= EXERCISE REQUIREMENTS =
Rewrite every entry with each "keypoint" swapped for "anchor point", changing nothing else, and leave the pictures out.
* * *
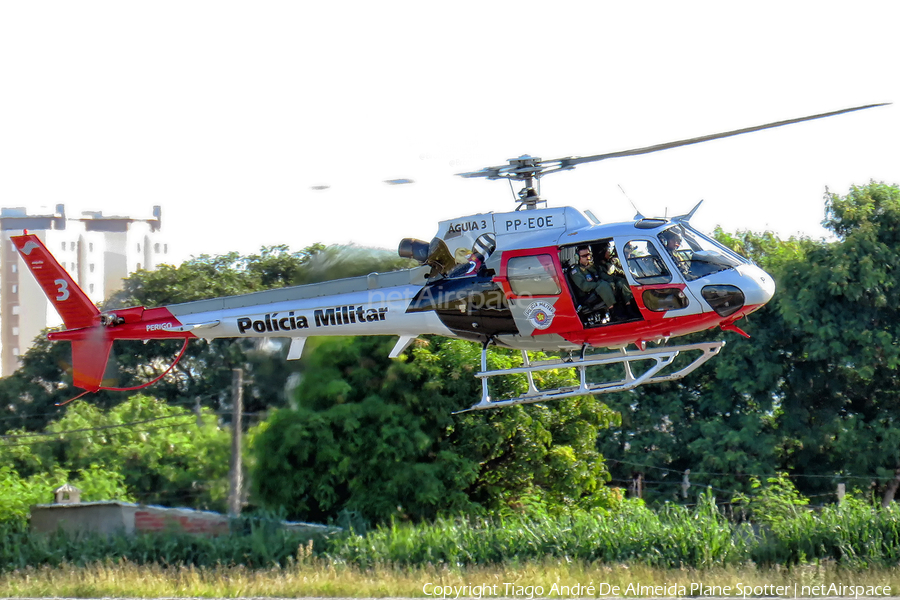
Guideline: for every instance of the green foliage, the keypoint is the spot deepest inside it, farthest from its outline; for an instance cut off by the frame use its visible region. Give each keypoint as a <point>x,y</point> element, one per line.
<point>772,502</point>
<point>261,545</point>
<point>18,494</point>
<point>142,449</point>
<point>377,436</point>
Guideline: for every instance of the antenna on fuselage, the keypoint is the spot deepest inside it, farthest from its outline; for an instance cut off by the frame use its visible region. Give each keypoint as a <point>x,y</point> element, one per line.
<point>637,216</point>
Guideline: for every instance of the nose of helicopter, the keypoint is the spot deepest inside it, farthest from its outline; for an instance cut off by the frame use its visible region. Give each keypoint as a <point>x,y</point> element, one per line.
<point>763,288</point>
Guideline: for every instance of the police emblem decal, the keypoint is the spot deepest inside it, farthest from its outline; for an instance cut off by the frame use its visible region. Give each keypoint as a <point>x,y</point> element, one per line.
<point>540,314</point>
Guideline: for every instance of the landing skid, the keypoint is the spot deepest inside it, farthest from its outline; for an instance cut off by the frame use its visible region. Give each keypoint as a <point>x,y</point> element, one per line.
<point>659,359</point>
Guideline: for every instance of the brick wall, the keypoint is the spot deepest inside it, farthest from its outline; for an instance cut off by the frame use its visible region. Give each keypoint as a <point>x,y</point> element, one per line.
<point>150,519</point>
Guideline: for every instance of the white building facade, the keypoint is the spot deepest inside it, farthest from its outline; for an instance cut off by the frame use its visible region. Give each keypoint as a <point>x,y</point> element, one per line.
<point>98,251</point>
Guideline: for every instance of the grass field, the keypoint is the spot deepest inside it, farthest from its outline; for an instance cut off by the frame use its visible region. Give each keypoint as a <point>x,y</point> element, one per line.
<point>315,577</point>
<point>671,552</point>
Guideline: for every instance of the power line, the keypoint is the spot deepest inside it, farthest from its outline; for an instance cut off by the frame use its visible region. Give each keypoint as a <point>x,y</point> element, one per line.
<point>99,428</point>
<point>49,441</point>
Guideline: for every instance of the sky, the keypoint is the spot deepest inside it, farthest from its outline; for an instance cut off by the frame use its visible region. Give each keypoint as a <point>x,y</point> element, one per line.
<point>229,115</point>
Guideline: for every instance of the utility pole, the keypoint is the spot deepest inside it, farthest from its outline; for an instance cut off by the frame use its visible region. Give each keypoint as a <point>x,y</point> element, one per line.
<point>237,401</point>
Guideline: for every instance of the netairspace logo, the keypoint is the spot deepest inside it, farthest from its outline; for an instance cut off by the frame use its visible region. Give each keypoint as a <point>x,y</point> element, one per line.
<point>601,590</point>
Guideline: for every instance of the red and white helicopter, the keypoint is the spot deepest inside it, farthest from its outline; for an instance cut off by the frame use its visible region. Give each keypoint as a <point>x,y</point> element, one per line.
<point>496,278</point>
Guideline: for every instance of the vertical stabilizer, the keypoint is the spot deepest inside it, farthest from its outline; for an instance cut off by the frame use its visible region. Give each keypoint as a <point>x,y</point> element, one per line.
<point>70,301</point>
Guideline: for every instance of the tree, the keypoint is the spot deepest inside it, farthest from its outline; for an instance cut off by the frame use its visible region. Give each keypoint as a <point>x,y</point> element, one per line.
<point>377,436</point>
<point>844,307</point>
<point>141,449</point>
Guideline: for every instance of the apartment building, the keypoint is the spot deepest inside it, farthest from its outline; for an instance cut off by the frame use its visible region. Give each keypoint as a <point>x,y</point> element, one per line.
<point>99,251</point>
* * *
= FULL SOLUTION =
Guideline: for every instance of the green foliage, the anchor point is the spot deepest inside it, farthest from its outline; for an instance cut off by the frame use its visible region. Give each anchor point as a <point>x,y</point> element, one per line.
<point>772,502</point>
<point>261,545</point>
<point>18,494</point>
<point>142,449</point>
<point>377,436</point>
Guideline: for every instance of the antenna on fuselage, the anchor point is the spot deepest inside it, farthest from its outline; for an instance cut off by the frame use its visible region. Give each anchor point as a <point>x,y</point> element, one per line.
<point>637,216</point>
Guideline: for every instance of the nose of helicopter, the anchor point is the spot deepest inside it, farthest from its outline; for an instance cut off by the frame use its visible region. Give each anchor point as a <point>x,y</point> element, one per line.
<point>763,288</point>
Guideline: for every instance of the police emblem decal, the anchor point is the spot deepest inside it, farthest from its outline; for an instance cut off by the frame use its visible region. Give each anchor point as a <point>x,y</point> element, one per line.
<point>540,314</point>
Guideline: for every instance of the landing skid, the anchor point is the spot deepest inside it, farthest from its outline; for an instance cut off by the frame use its visible region. Give each anchor point as a <point>x,y</point> element, one per line.
<point>659,359</point>
Guideline: for every instance of the brick wall, the anchor point is the spot deepest inside it, farthest from its outline; for an instance cut off by the frame use its visible region. Give each anchor point as a <point>x,y</point> element, one per line.
<point>150,519</point>
Guideline: for every instance of the white building facade, the anchor point is the spot deepest inside it, farthest from its outline; for an instance cut off by the frame use its visible region. Give each anchor point as a <point>x,y</point> element, one per line.
<point>98,251</point>
Guideline: for every instance of the grass field, the anchor point is the spot deepest inside it, farthest from its outline; for an instance cut off by the frame use its visible region. Give each anchor point as a <point>x,y</point> element, one per line.
<point>315,577</point>
<point>671,552</point>
Guideline: for every instance of the power line, the anchor point is the spot deepest inside it, farthest from its outline; for an instance cut off by the frame use its visible region. Give each anchor point as a <point>x,y</point> element, one per line.
<point>99,428</point>
<point>49,441</point>
Guideline: for every instance of the sky, the anchor point is the spot deepest inside it, farthest from its outline; for an instance cut off by the frame use its visible region. Give each anchor point as a <point>x,y</point> element, one per line.
<point>229,115</point>
Guideline: for every instance of the utility pole, the anchor point is the spot deepest inside it, farthest from its outline; for an instance cut off by the frame use its visible region. Give each anchor point as a <point>x,y</point> element, one per line.
<point>237,401</point>
Guideline: for every instance of the netairspace logo, the anchor point is the spot deepest inside it, farthest from its outline; for an instance cut off by the frame use its visible region. Give each anchor point as a <point>x,y</point> element, one per line.
<point>601,590</point>
Guideline: for every instance of the red and white helicopter, the anchor point is the spot deepest inside it, farthest from its outline; for an instance cut off by the frame use its visible region. Give each anchor point as a <point>x,y</point> element, one per line.
<point>496,278</point>
Guideline: for every instance of the vertical stabilizer, the anchor point is the spot deepest inside it, farthest from its outline; for an instance cut off by the frame use its visible region. Give each anchor point as a <point>x,y</point> element, one per line.
<point>70,301</point>
Guideline: for every instance of the tree, the anchor point is the spot deepest inside it, farthest from its outline; for an instance cut off by the frame use its visible region. Give each anchor point as a <point>x,y</point> element, one per line.
<point>377,436</point>
<point>844,307</point>
<point>141,449</point>
Guideline: for every instance of the apartment building, the anchor point is the spot deepest inside it, farthest from its outline; for an instance cut off by the frame use its visible region. Give each anchor point as a <point>x,y</point> element, one per line.
<point>99,251</point>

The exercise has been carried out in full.